## WHAT IS NEEDED
However many lines the data holds, transcribe them all exactly.

## RECORDS FOR THE EXERCISE

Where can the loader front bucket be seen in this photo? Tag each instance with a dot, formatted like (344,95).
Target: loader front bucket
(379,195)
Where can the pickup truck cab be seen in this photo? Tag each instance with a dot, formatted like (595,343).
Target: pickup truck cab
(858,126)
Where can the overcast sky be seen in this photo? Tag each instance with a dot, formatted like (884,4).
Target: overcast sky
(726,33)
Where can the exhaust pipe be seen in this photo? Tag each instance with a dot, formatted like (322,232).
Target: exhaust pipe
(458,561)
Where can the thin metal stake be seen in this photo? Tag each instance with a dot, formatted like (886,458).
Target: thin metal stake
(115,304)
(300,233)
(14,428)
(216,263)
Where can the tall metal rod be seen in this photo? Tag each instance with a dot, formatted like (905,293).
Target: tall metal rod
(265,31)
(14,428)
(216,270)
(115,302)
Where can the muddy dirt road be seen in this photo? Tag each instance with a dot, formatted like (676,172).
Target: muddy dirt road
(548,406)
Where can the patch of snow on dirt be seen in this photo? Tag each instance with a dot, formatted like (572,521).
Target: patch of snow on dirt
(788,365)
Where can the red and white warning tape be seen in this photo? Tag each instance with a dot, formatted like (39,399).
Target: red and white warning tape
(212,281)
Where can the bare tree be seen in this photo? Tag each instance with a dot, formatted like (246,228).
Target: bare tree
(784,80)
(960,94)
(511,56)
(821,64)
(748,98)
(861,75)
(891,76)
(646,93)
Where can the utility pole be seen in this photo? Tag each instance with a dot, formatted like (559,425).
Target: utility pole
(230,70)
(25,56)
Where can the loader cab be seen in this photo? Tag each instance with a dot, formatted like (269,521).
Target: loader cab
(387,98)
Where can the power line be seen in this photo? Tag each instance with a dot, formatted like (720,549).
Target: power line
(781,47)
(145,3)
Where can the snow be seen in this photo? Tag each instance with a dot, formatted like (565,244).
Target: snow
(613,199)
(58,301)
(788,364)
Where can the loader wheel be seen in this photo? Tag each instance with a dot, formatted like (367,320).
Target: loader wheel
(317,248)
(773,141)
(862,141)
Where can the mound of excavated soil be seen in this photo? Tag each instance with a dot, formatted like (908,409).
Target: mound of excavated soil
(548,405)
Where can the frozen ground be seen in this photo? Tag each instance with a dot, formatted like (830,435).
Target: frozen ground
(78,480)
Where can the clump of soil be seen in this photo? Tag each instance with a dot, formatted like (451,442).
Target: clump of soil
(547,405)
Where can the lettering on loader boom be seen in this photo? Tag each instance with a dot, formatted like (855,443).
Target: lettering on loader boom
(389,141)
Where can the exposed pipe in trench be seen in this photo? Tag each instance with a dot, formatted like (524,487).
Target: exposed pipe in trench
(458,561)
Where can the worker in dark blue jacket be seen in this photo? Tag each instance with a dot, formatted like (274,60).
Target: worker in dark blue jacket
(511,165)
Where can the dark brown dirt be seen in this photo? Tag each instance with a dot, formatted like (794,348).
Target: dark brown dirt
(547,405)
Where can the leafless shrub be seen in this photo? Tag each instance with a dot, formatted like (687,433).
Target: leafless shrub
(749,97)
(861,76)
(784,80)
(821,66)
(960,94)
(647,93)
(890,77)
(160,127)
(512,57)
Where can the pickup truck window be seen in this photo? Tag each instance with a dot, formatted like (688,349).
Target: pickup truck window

## TASK ANSWER
Where can the loader front bucket be seen in this photo? Tag each instance with a dot, formatted like (344,95).
Target: loader front bucket
(379,195)
Where can the pickup truck cab be seen in this photo? Tag each instance with a dot, formatted like (595,343).
Target: pickup truck cab
(858,126)
Where can the overcast sky be seen in this photo? Tag each instance with a dot, formatted like (884,4).
Target: overcast sky
(726,33)
Where can the exhaust pipe be seen in this photo? Tag each instance with a dot, formatted like (322,232).
Target: exhaust pipe
(458,561)
Where can the thin metal stake be seen in this photo? Tag each instance with a dot, formatted like (886,458).
Target: thin metal stake
(115,304)
(300,233)
(14,428)
(216,263)
Where can the tall metal rod be seen in this photo? Tag each instance with a dot, formatted like (905,293).
Target: tall metal rod
(265,31)
(14,428)
(216,270)
(115,302)
Where can the muddy dirt road be seen in this photo? Tag each instance with a dot, formatted like (676,172).
Target: muddy dirt road
(548,406)
Where can the patch of snow on dirt be seen in this photo? Tag each instance with a dot, formatted like (572,521).
Target: patch of snow on dirt
(788,365)
Where can the red and white warning tape be seen in this photo? Tag each instance with a dot, formatted like (39,399).
Target: red and white warning tape
(212,281)
Where can the bare tree be seen in this photo? Tag each instance with a dot, formatted like (246,228).
Target: bare tree
(784,80)
(960,94)
(511,56)
(821,64)
(748,98)
(861,75)
(891,76)
(646,93)
Where can the utility pole be seen in this photo? Tag each instance with a dot, formatted like (559,425).
Target: utility pole
(230,70)
(25,56)
Where can the loader cab be seen in this photo? Tag each instance with a dot, formatted like (269,521).
Target: loader cab
(387,98)
Where can the power line be seen in this photo? Tag each instance with a dot, formatted like (720,549).
Target: power line
(781,47)
(145,3)
Where can the snow be seen in this photo? Tag each instance with a dot, formatted like (565,244).
Target: snow
(613,199)
(58,301)
(788,364)
Where can the loader wheel be seen in this photo? Tag each instance with a dot, formatted like (367,320).
Target: loader wheel
(317,248)
(773,141)
(862,141)
Where can the mound of excavated soil be seen in this photo? Tag each instance with a dot, formatted like (908,409).
Target: mound of excavated soil
(548,405)
Where can the frozen ground be seen in this photo? Tag each instance with a dot, formatted like (830,435).
Target: frozen ground
(78,480)
Where can the clump of soil be seen in this photo? Tag each instance with a dot, formatted like (451,442).
Target: clump of soil
(547,405)
Where can the lettering on loader boom be seen in this photo? Tag each instance with a dot, formatted like (855,443).
Target: lettering on loader boom
(389,141)
Where can the exposed pipe in trench be seen in this photo? Tag each instance with a dot, formatted like (524,487).
Target: exposed pipe in trench
(458,561)
Where can the worker in dark blue jacket be seen in this photo? Tag each instance with a dot, formatted like (274,60).
Target: worker in dark blue jacket
(511,165)
Where can the dark brown dirt be seen in this photo? Tag each instance with a dot, formatted like (794,348).
Target: dark brown dirt
(547,405)
Where can the leafless shrub be seen in this photo? Tag each instance with a dot, formatted like (687,433).
Target: leafless shrub
(749,97)
(861,76)
(784,80)
(821,66)
(960,94)
(647,93)
(890,77)
(160,127)
(512,57)
Where can the pickup truck window be seen in this photo? Tag each instance with a dot, formatted like (688,349).
Target: pickup truck window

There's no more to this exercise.